— What is needed —
Copy the passage of the logic proof from "Suppose $\models_A \exists" to "d_n \in |A|$ as well.", word for word.

Suppose $\models_A \exists x_1 \cdots \exists x_n \theta[s]$. Then, there are some $d_1, d_1, \ldots, d_n \in |A|$ such that $\models_A \theta[s(x_1|d_1)(x_2|d_2) \ldots (x_n |d_n)]$. By homomorphism theorem, we have $\models_A \theta[s]$ iff $\models_B\theta[i \circ s]$. Therefore, $\models_B \theta[s(x_1|d_1)(x_2|d_2) \ldots (x_n |d_n)]$ for $d_1, d_1, \ldots, d_n \in |B|$, i.e., $\models_B \exists x_1 \cdots \exists x_n \theta[s]$.

Now, to prove,
"If $\models_B \phi[s]$ and $\phi$ is universal, then $\models_A \phi[s]$".

For any $d_1, d_2, \ldots, d_n \in B$, we have
$\models_B \theta[s(x_1|d_1)(x_2|d_2) \ldots (x_n |d_n)]$ by assumption. If $d_1, d_2, \ldots, d_n$ in $|B|$ are also in $|A|$, then I may use the similar method to the above. But it does not look O.K to assume $d_1, d_2, \ldots, d_n \in |A|$ as well.

— Data extract —
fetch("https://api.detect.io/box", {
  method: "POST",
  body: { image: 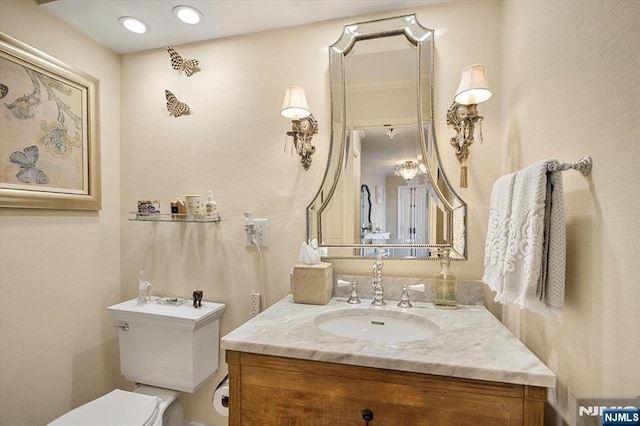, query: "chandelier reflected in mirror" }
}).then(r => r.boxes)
[393,160,426,183]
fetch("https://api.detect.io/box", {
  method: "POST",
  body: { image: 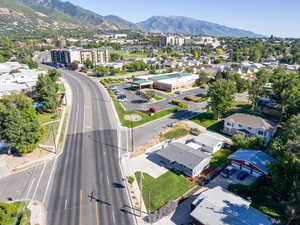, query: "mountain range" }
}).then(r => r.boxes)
[0,0,262,37]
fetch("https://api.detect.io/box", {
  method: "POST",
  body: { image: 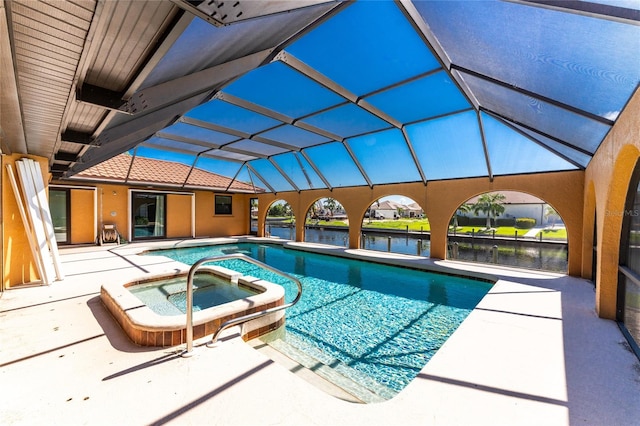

— Right answer —
Suppose $\models_A \exists x_1 \cdots \exists x_n \theta[s]$. Then, there are some $d_1, d_1, \ldots, d_n \in |A|$ such that $\models_A \theta[s(x_1|d_1)(x_2|d_2) \ldots (x_n |d_n)]$. By homomorphism theorem, we have $\models_A \theta[s]$ iff $\models_B\theta[i \circ s]$. Therefore, $\models_B \theta[s(x_1|d_1)(x_2|d_2) \ldots (x_n |d_n)]$ for $d_1, d_1, \ldots, d_n \in |B|$, i.e., $\models_B \exists x_1 \cdots \exists x_n \theta[s]$.

Now, to prove,
"If $\models_B \phi[s]$ and $\phi$ is universal, then $\models_A \phi[s]$".

For any $d_1, d_2, \ldots, d_n \in B$, we have
$\models_B \theta[s(x_1|d_1)(x_2|d_2) \ldots (x_n |d_n)]$ by assumption. If $d_1, d_2, \ldots, d_n$ in $|B|$ are also in $|A|$, then I may use the similar method to the above. But it does not look O.K to assume $d_1, d_2, \ldots, d_n \in |A|$ as well.